** Begin TEXT EXCERPT **
My Climate Change

My views about climate change have morphed as a result of my past year’s experiences. I’ve always thought that it is wrong to power our economic growth with fossil fuels. It is unsustainable, since there is a limited supply. And it is disrespectful toward our Planet Earth — burning burning burning without due regard for the pollution and the waste of precious resources.

But when the focus turned to climate change, I was ambivalent. The climate is always changing — why make such a big deal about it? Even though human activity is causing rapid changes that would not happen otherwise, my thought was that probably it is no more disruptive than the natural changes over, say, ten thousand years. Humans need to adjust to the changing environment. Our wasteful polluting greedy behavior will simply force more adjustment in the near term.
** End TEXT EXCERPT **
** Begin RECORD SET **
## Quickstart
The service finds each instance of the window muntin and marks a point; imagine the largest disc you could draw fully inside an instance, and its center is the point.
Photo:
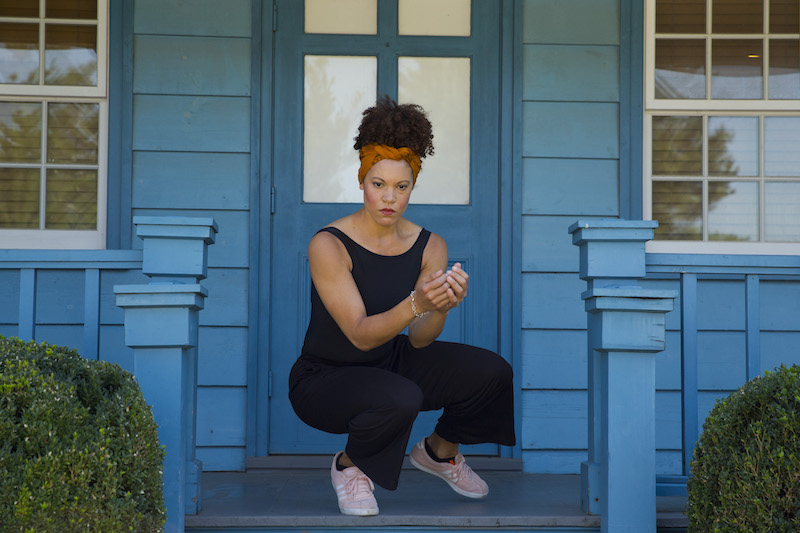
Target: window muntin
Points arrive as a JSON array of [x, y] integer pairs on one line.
[[722, 85], [53, 123]]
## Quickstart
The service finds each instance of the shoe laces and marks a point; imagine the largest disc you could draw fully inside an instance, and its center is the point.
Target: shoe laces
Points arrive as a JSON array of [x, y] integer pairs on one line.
[[359, 486]]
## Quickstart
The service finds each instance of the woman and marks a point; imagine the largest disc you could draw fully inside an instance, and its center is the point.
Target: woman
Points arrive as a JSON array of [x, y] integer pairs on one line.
[[373, 274]]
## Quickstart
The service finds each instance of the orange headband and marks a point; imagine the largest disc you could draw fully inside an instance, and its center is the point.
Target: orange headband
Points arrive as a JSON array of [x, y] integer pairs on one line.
[[372, 153]]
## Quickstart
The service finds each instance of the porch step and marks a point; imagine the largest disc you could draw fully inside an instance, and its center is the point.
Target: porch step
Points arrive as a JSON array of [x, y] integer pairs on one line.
[[285, 499]]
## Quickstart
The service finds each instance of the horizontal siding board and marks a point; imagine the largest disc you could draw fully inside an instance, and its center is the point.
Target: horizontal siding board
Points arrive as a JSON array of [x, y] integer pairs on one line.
[[552, 301], [779, 347], [221, 416], [570, 73], [9, 296], [222, 459], [553, 359], [780, 305], [721, 360], [191, 65], [191, 123], [231, 248], [231, 18], [571, 21], [191, 180], [222, 356], [68, 336], [570, 187], [226, 304], [720, 305], [547, 245], [59, 296], [570, 130]]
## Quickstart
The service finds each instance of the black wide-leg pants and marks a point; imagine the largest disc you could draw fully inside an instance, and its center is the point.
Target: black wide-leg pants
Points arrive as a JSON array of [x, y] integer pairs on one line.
[[376, 405]]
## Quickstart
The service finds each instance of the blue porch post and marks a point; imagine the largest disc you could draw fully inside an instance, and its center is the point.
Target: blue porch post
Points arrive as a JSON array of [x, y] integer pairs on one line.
[[626, 327], [161, 325]]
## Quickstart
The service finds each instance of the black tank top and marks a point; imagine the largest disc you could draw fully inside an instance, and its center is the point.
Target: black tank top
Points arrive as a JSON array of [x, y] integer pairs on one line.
[[382, 280]]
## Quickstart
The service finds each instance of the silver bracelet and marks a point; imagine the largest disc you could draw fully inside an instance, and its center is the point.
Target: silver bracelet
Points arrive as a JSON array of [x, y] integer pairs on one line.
[[414, 307]]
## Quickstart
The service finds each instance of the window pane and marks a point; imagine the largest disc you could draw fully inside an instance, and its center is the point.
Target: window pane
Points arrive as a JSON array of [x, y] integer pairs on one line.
[[737, 16], [782, 211], [678, 207], [19, 53], [19, 198], [72, 9], [736, 69], [733, 146], [677, 146], [71, 199], [681, 16], [337, 90], [72, 133], [680, 68], [434, 17], [341, 16], [784, 69], [781, 142], [70, 56], [441, 85], [733, 211], [20, 132], [784, 16], [19, 8]]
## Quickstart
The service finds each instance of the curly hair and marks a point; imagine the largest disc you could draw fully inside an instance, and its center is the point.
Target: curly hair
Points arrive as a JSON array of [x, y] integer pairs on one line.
[[396, 125]]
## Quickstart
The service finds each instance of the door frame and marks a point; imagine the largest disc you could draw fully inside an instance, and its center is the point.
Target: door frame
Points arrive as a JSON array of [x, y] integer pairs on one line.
** End RECORD SET **
• JOB:
Retype the climate change text from "But when the" up to and including "the near term.".

• PROBLEM SOLUTION:
But when the focus turned to climate change, I was ambivalent. The climate is always changing — why make such a big deal about it? Even though human activity is causing rapid changes that would not happen otherwise, my thought was that probably it is no more disruptive than the natural changes over, say, ten thousand years. Humans need to adjust to the changing environment. Our wasteful polluting greedy behavior will simply force more adjustment in the near term.